Work required:
Show every line of the rows below that contains the string "jersey", and copy each such line in full.

- - -

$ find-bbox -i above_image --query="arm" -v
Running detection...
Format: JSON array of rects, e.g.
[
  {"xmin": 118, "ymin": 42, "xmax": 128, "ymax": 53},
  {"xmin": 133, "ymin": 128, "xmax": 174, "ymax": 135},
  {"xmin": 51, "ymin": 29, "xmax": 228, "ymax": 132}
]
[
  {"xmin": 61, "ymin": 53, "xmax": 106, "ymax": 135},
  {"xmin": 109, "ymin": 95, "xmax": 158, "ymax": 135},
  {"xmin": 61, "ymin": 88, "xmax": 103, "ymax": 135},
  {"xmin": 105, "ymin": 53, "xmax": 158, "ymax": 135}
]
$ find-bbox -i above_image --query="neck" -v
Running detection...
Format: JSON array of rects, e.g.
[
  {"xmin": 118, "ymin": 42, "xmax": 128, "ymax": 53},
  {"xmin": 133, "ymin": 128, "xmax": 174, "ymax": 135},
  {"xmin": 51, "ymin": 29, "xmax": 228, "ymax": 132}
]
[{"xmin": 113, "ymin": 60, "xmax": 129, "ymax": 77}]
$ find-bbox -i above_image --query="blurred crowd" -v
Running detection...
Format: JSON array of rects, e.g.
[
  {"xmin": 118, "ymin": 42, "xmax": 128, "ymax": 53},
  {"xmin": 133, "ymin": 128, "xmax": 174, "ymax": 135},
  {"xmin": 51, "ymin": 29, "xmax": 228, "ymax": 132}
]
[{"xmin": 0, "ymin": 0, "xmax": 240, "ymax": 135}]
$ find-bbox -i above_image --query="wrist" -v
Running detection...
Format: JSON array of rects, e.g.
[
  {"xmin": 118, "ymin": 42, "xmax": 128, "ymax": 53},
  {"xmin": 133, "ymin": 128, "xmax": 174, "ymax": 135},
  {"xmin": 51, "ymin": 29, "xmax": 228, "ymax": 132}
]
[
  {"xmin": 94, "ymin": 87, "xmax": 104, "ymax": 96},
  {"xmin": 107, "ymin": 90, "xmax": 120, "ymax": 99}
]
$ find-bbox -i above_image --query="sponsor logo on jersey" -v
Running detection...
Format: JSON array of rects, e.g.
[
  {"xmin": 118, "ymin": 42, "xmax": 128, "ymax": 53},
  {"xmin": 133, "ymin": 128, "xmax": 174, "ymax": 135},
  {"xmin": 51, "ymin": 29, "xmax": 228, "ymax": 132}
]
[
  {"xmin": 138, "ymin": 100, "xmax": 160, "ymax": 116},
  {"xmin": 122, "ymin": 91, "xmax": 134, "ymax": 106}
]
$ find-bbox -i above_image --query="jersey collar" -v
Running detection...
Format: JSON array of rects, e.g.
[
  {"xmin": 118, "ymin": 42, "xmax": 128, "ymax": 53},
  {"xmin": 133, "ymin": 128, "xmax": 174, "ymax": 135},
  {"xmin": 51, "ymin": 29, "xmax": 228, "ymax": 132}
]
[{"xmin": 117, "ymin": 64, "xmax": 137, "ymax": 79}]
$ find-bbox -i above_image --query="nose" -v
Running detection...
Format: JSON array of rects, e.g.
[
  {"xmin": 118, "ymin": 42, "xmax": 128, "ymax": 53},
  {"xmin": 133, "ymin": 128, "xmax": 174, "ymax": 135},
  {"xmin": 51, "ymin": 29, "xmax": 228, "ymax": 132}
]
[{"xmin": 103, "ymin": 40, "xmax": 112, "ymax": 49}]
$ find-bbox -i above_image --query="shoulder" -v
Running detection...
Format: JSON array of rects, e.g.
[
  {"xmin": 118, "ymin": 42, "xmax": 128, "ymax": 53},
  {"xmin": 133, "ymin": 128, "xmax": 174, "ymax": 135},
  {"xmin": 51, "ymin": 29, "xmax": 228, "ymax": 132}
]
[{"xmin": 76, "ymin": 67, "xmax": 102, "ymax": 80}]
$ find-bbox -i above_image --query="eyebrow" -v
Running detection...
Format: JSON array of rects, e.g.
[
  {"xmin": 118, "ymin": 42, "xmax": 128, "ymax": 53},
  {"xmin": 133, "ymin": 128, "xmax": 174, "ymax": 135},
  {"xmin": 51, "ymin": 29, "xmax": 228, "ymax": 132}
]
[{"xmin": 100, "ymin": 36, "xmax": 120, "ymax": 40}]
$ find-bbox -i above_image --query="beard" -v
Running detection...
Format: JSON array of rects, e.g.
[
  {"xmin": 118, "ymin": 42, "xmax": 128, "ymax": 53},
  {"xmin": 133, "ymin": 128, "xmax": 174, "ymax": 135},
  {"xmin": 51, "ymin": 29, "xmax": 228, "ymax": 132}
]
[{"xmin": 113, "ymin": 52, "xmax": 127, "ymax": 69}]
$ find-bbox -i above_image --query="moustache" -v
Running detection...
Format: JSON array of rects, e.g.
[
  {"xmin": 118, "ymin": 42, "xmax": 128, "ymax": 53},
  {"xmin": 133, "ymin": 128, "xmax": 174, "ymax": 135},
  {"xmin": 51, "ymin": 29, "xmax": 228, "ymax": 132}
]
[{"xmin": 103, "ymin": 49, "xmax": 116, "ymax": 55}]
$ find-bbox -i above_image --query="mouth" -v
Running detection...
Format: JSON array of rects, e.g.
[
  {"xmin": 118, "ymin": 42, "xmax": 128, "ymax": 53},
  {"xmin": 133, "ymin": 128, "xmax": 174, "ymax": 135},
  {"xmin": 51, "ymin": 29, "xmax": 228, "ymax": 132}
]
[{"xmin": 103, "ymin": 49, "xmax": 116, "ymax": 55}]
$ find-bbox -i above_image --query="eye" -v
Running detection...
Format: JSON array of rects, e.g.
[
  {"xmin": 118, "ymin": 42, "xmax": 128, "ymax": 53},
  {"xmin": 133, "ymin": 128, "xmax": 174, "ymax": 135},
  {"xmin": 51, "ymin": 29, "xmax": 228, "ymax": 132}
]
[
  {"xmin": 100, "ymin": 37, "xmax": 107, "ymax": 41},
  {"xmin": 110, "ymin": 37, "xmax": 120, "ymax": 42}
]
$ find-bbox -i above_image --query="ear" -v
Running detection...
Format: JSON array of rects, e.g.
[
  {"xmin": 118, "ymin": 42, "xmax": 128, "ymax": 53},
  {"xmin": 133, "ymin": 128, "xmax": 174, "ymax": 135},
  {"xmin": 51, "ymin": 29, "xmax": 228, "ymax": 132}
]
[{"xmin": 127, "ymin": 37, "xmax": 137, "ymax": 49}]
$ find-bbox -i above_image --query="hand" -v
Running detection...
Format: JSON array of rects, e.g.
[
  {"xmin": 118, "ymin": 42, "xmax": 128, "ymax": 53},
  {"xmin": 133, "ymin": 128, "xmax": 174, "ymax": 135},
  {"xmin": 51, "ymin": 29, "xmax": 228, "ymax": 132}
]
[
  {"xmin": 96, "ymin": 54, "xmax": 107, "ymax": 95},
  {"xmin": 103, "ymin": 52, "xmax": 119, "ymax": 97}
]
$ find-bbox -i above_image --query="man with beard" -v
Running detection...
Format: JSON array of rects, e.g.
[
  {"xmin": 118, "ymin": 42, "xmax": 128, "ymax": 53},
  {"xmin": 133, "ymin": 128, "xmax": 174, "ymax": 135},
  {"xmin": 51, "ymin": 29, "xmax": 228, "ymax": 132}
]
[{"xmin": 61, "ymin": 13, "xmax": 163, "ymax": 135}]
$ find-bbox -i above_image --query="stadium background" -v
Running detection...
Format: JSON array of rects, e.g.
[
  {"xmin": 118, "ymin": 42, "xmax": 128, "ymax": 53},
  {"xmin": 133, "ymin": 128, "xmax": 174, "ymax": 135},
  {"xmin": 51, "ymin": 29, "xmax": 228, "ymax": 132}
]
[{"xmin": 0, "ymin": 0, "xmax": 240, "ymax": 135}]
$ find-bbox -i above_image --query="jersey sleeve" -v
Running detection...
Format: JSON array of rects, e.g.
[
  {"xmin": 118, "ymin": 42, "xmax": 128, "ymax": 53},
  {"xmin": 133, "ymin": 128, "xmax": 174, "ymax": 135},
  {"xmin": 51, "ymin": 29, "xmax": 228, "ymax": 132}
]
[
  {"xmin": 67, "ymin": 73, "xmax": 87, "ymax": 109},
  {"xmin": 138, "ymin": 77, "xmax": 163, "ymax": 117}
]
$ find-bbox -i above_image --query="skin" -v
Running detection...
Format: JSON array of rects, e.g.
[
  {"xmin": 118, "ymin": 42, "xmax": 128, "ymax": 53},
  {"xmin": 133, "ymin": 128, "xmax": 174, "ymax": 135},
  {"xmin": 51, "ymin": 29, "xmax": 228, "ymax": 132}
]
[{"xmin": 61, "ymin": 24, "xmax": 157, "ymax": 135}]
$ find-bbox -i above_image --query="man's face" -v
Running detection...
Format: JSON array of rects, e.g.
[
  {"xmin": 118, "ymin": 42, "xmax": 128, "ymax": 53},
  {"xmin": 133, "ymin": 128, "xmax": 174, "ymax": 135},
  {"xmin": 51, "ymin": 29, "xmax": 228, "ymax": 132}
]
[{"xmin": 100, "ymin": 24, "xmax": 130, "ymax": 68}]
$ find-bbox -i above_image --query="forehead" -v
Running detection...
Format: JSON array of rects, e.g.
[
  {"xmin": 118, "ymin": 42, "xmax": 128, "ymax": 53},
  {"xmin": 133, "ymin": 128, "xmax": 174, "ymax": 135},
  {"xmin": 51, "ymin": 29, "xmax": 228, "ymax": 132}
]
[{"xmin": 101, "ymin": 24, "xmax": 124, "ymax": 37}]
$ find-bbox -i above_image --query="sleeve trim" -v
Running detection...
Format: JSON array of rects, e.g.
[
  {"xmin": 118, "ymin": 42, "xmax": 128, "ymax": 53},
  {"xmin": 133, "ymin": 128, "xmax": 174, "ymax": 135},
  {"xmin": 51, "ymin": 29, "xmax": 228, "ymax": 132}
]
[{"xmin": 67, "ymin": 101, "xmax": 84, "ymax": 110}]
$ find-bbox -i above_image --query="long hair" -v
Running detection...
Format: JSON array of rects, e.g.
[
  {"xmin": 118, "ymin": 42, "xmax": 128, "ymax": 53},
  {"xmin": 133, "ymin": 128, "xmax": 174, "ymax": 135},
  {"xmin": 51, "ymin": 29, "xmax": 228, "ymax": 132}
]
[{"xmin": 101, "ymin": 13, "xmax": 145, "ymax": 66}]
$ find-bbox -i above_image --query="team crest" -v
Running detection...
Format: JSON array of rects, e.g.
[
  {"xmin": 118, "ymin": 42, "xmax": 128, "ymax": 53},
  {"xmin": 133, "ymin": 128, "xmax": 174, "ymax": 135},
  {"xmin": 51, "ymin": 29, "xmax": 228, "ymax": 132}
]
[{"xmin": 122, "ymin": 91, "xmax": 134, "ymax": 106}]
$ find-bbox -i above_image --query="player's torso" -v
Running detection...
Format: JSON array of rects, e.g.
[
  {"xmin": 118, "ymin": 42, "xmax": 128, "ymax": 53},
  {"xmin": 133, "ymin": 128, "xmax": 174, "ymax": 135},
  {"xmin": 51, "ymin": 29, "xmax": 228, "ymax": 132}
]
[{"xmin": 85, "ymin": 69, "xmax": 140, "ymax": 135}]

- - -

Response to the task:
$ find-bbox -i above_image --query="sponsor logo on jersey" -v
$ find-bbox -i above_image --query="jersey collar" -v
$ find-bbox -i above_image --query="jersey sleeve" -v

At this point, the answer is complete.